• **Esercizi**
• a. Nel testo sulla marca, quali tre qualità deve avere una marca per esistere?
• b. Nel testo sulla marca, riscrivi il tratto che va da "Per esistere una" fino a "prodotti stessi.", sostituendo "filosofia" con "visione".

====== Testo da leggere

Al giorno d’oggi sono poche le marche che riescono a scindersi dai propri singoli prodotti riuscendo
a rimarcare i propri caratteri distintivi, di stabilire dove risiede la loro unicità, di evidenziare le
differenze di fondo che la differenziano dagli altri competitors.
Ma la capacità di gestire una marca “al di là” dei suoi prodotti che contrassegna risulta un
comportamento strategicamente necessario.
Per esistere una marca non deve semplicemente essere presente sul mercato, deve essere chiara,
riconoscibile e speciale e di conseguenza legarsi esclusivamente al singolo prodotto è riduttivo e
potrebbe portare a delle perdite in termini di introiti o di immagine nel caso del fallimento o del
superamento di quel determinato prodotto.
I prodotti raccontano un unico progetto, la marca invece deve esprimere la filosofia che permea e
sta alla base di ogni singolo prodotto, per questo è necessaria una sua “presa di distanza” dai
prodotti stessi.

============
====== Materiale registrato

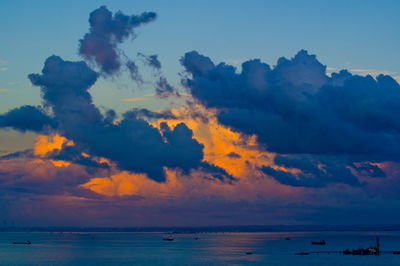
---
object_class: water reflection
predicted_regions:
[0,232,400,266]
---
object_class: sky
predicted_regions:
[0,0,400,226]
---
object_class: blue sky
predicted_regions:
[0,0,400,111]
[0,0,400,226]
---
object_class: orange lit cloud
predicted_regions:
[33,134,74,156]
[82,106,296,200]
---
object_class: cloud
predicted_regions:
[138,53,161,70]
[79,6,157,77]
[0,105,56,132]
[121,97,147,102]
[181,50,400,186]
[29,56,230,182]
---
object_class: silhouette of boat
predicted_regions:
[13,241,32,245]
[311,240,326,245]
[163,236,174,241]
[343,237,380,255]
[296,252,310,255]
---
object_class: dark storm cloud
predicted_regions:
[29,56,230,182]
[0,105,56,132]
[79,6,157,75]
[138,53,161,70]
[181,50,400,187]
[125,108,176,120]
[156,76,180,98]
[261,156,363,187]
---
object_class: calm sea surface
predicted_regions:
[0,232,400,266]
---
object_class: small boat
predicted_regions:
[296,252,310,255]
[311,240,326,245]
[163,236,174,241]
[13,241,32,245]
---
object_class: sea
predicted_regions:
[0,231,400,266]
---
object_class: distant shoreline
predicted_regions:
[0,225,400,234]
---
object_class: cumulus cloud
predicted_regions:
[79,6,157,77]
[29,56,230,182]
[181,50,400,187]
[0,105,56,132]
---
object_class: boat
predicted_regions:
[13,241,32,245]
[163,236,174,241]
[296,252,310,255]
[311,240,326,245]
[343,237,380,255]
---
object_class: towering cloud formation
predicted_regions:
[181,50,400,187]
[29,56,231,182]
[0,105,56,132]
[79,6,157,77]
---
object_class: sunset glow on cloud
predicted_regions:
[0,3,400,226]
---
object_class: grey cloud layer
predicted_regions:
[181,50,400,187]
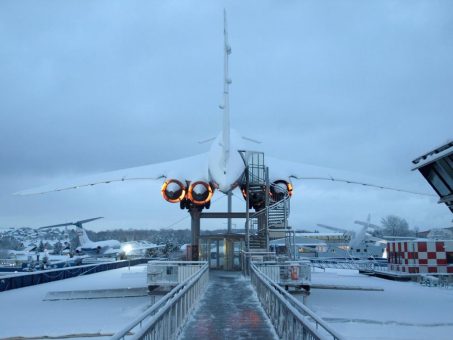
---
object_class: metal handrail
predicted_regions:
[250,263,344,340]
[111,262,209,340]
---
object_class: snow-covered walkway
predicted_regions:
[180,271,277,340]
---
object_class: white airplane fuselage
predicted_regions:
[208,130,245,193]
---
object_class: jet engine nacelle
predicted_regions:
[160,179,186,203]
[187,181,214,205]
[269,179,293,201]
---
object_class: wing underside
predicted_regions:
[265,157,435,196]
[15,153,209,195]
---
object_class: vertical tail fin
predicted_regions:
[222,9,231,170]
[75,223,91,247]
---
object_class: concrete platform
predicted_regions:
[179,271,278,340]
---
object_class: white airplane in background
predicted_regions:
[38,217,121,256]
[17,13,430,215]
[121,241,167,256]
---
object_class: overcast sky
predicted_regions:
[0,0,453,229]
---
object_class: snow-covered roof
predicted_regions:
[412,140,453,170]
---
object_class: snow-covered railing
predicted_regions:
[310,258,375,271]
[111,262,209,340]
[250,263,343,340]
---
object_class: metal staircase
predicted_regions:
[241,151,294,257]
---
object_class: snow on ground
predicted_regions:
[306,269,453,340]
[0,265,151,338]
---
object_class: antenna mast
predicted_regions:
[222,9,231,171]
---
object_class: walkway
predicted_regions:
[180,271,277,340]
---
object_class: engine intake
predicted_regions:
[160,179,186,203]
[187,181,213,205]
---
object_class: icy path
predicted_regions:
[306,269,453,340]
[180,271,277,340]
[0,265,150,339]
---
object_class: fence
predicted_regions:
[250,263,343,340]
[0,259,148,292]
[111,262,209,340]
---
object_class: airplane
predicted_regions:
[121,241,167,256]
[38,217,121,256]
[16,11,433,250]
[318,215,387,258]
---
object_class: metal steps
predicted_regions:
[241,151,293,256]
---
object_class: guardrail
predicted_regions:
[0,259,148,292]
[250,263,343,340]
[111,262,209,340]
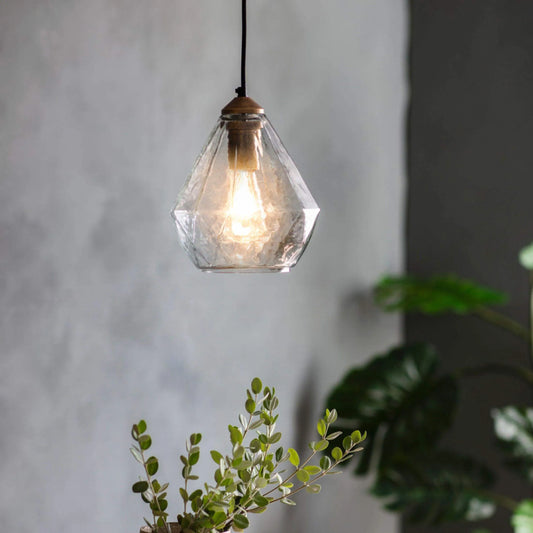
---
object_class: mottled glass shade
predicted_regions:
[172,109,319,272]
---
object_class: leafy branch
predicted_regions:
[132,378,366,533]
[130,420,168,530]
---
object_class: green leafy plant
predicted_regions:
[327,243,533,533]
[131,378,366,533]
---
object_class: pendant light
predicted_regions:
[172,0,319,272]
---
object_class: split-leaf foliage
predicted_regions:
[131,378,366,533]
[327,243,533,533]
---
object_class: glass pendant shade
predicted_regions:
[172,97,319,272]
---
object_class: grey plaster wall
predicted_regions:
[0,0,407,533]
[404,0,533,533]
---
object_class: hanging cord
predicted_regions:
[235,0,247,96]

============

• **Soluzioni**
• a. Deve essere chiara, riconoscibile e speciale.

• b.
Per esistere una marca non deve semplicemente essere presente sul mercato, deve essere chiara,
riconoscibile e speciale e di conseguenza legarsi esclusivamente al singolo prodotto è riduttivo e
potrebbe portare a delle perdite in termini di introiti o di immagine nel caso del fallimento o del
superamento di quel determinato prodotto.
I prodotti raccontano un unico progetto, la marca invece deve esprimere la visione che permea e
sta alla base di ogni singolo prodotto, per questo è necessaria una sua “presa di distanza” dai
prodotti stessi.